Et c’est ce qui le rend au fond très attachant en tant qu’artiste: bien que son image soit un tantinet condescendante, ses inquiétudes sont réelles et le rendent, par le fait même, hyper vulnérable. «I hate to say it / But each other’s all we got», réalise-t-il d’entrée de jeu sur la chanson titre, de la même façon que Bowie, ou encore Ziggy, en arrivait à la même constatation («I never thought I’d need so many people») sur «Five Years» en 1972. Et comme Ziggy, Father John sent la disparition de l’être humain sur la pièce suivante, «Total Entertainment Forever»: «A frozen smile on every face / As the stories replay / This must have been a wonderful place». Dans la vidéo, Kurt Cobain, joué par Macaulay Culkin, se fait crucifier pendant que Bill Clinton joue du saxophone avec un cigare entre les orteils.
Avec l’arrogance vient l’assurance, et Josh Tillman (son vrai nom) est encore plus confortable et assumé dans ses critiques et dans ses observations de cette planète sur laquelle nous vivons. Musicalement, il est aussi davantage confiant en ses moyens, comme il est possible de constater de par ses quelques pièces qui dépassent les dix minutes. Son sens de l’humour est tout aussi dévastateur, comme sur la brillante «Ballad of the Dying Man», où le protagoniste hyper-narcissique ne peut s’empêcher d’aller voir son fil de nouvelles sur Facebook avant de prendre son dernier respire.
Ailleurs, Tillman est capable de jouer la carte de l’autodérision tout en décochant des phrases assassines envers ceux et celles qui ont le reproche facile: «Oh great that’s just what we all need / Another white guy in 2017 / Who takes himself so goddamn seriously», chante-t-il sur «Leaving L.A.», avant de poursuivre en ajoutant: «She’s not far off, the strange thing is / It took me my whole life to learn to play the G». Et comme un certain Morrissey, Father John possède une prose à la fois hilarante et déprimante. D’ailleurs, ses titres de chansons ressemblent beaucoup à ceux de l’ex-chanteur des Smiths, tels «Things that would Have Been Helpful to Know Before the Revolution» ou «When the God of Love Returns There’ll be Hell to Pay».

> **Consignes de l'exercice**
1. D'après l'extrait consacré à Father John, quel est le vrai nom de l'artiste ?
2. Rassemblez toutes les lignes des enregistrements qui contiennent la chaîne « cliff ». La casse doit être respectée.

> **Données à traiter**
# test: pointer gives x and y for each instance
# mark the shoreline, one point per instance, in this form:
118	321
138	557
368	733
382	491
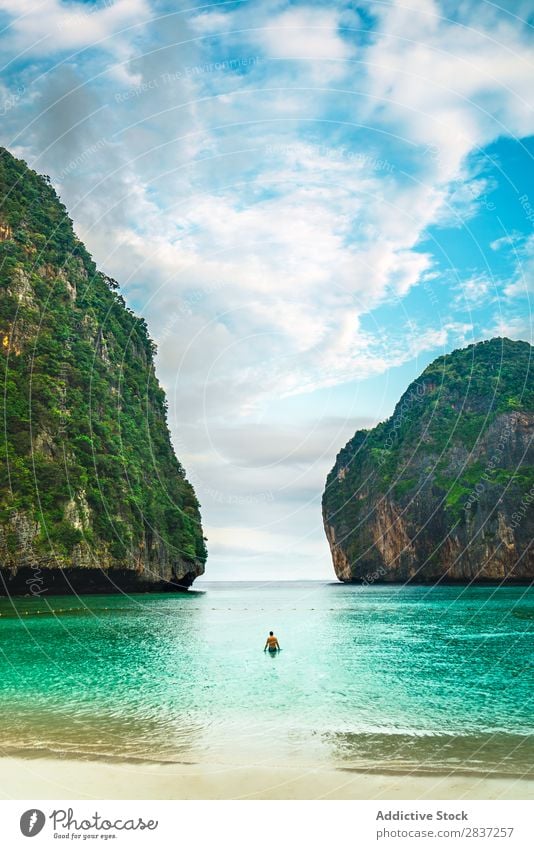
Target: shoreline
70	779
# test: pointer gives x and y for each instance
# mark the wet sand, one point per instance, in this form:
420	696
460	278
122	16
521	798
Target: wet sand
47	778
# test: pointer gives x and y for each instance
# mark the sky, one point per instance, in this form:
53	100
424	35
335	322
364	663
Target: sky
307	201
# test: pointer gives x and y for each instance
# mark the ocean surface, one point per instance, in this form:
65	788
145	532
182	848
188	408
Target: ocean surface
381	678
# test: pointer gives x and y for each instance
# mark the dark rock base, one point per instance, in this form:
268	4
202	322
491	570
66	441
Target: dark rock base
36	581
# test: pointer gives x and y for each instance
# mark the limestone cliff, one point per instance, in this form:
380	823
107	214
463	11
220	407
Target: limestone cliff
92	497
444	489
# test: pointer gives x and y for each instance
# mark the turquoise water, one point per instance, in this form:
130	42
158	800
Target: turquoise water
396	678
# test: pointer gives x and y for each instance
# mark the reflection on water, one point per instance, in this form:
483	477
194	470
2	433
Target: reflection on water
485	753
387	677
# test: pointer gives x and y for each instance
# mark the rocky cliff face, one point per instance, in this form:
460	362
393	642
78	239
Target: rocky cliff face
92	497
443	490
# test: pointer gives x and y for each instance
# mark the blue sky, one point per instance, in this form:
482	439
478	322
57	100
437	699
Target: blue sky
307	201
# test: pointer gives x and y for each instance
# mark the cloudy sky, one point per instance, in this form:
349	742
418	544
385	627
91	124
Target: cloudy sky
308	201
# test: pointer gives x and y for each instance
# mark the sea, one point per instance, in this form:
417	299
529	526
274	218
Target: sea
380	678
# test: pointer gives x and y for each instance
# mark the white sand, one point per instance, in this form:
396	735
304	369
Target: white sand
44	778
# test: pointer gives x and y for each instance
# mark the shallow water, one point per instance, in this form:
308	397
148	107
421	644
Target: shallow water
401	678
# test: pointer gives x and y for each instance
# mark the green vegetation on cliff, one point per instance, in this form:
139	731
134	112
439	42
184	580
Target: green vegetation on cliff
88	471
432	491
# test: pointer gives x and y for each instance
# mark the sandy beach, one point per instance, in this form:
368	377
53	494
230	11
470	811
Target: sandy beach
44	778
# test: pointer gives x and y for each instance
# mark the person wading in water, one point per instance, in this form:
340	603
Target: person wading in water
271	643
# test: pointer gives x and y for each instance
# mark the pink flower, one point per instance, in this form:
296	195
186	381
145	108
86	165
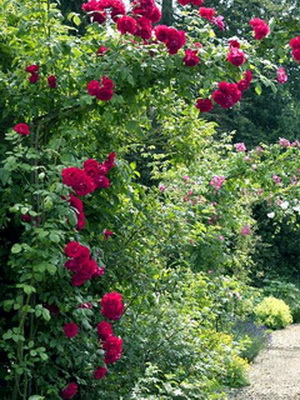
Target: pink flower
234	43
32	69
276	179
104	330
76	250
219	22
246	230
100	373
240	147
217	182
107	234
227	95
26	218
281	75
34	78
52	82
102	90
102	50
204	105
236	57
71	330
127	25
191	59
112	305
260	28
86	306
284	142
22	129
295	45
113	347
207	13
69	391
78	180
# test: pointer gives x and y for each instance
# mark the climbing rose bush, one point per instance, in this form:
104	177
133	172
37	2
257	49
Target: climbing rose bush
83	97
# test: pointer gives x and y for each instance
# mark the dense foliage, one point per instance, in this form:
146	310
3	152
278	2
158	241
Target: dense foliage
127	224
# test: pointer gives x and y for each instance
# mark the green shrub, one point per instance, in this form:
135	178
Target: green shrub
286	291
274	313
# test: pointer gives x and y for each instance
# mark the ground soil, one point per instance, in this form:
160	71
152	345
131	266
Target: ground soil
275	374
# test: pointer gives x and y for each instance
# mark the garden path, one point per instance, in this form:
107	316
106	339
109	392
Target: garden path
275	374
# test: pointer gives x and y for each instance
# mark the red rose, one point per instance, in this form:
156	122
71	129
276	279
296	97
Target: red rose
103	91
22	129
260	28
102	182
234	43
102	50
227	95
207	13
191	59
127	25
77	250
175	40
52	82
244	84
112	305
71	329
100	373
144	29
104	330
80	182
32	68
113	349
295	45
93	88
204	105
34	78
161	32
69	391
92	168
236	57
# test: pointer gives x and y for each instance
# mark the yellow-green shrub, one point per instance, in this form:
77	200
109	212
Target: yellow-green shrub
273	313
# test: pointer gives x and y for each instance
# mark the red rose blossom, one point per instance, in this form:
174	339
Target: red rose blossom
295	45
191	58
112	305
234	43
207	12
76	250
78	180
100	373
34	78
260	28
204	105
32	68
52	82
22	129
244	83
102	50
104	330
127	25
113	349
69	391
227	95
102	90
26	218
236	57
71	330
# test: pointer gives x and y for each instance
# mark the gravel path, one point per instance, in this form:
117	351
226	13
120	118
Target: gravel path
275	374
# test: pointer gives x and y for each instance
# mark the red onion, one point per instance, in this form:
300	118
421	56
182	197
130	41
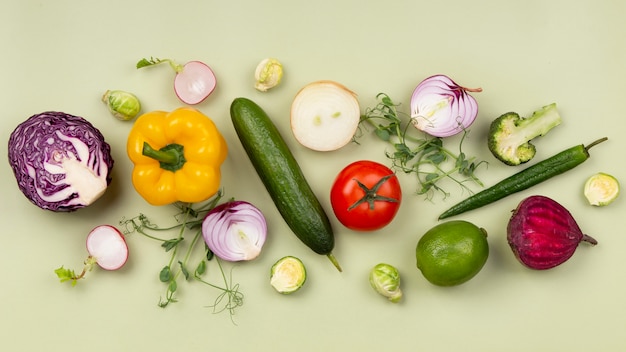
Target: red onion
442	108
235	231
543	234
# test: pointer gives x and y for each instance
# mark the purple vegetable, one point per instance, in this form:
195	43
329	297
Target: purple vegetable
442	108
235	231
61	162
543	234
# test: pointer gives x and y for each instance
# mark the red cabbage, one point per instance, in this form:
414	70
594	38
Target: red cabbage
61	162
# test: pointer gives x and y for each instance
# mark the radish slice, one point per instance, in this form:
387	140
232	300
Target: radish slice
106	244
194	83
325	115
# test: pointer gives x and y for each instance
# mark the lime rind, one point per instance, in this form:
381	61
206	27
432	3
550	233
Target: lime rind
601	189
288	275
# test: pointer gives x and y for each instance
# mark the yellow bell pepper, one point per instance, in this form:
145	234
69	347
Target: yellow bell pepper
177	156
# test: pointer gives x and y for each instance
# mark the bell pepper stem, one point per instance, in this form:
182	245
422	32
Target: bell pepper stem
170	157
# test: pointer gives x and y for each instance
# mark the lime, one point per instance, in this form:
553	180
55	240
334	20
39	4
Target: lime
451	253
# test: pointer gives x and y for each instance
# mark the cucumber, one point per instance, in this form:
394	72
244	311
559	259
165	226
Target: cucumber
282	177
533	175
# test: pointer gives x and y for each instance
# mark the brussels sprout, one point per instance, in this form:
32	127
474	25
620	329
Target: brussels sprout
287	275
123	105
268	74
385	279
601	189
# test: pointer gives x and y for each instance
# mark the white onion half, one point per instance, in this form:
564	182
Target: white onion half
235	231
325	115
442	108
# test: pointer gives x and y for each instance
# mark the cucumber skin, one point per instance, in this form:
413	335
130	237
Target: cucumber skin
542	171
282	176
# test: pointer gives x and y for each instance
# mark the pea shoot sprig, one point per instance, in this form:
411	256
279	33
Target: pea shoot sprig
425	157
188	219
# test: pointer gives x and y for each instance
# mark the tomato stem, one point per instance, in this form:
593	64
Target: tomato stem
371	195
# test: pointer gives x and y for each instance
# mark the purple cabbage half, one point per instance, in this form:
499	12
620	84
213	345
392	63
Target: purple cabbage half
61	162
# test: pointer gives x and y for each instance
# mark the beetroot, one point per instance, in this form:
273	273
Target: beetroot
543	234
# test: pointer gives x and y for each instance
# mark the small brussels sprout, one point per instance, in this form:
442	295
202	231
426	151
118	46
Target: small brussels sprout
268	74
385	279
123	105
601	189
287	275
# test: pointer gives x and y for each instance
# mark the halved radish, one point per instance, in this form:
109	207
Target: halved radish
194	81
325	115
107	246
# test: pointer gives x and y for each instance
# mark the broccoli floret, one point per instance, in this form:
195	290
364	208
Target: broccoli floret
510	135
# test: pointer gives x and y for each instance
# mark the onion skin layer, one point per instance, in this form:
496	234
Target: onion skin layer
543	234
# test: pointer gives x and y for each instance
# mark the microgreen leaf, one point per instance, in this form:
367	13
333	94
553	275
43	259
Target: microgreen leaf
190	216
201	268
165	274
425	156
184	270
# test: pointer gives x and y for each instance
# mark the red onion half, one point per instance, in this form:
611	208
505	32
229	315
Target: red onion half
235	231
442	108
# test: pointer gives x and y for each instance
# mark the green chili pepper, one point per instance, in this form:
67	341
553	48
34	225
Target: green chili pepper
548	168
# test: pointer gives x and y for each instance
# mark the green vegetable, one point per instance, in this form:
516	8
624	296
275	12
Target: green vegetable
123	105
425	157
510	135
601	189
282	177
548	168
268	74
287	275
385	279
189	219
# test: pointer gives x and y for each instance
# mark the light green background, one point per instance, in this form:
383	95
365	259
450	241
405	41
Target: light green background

> **Réponses attendues**
1. Josh Tillman.

2.
# mark the limestone cliff, one point per instance, in this form:
Target: limestone cliff
# mark the rocky cliff face, one point per instance, in this form:
Target: rocky cliff face
# mark the green vegetation on cliff, one point per instance, in this form:
Target: green vegetation on cliff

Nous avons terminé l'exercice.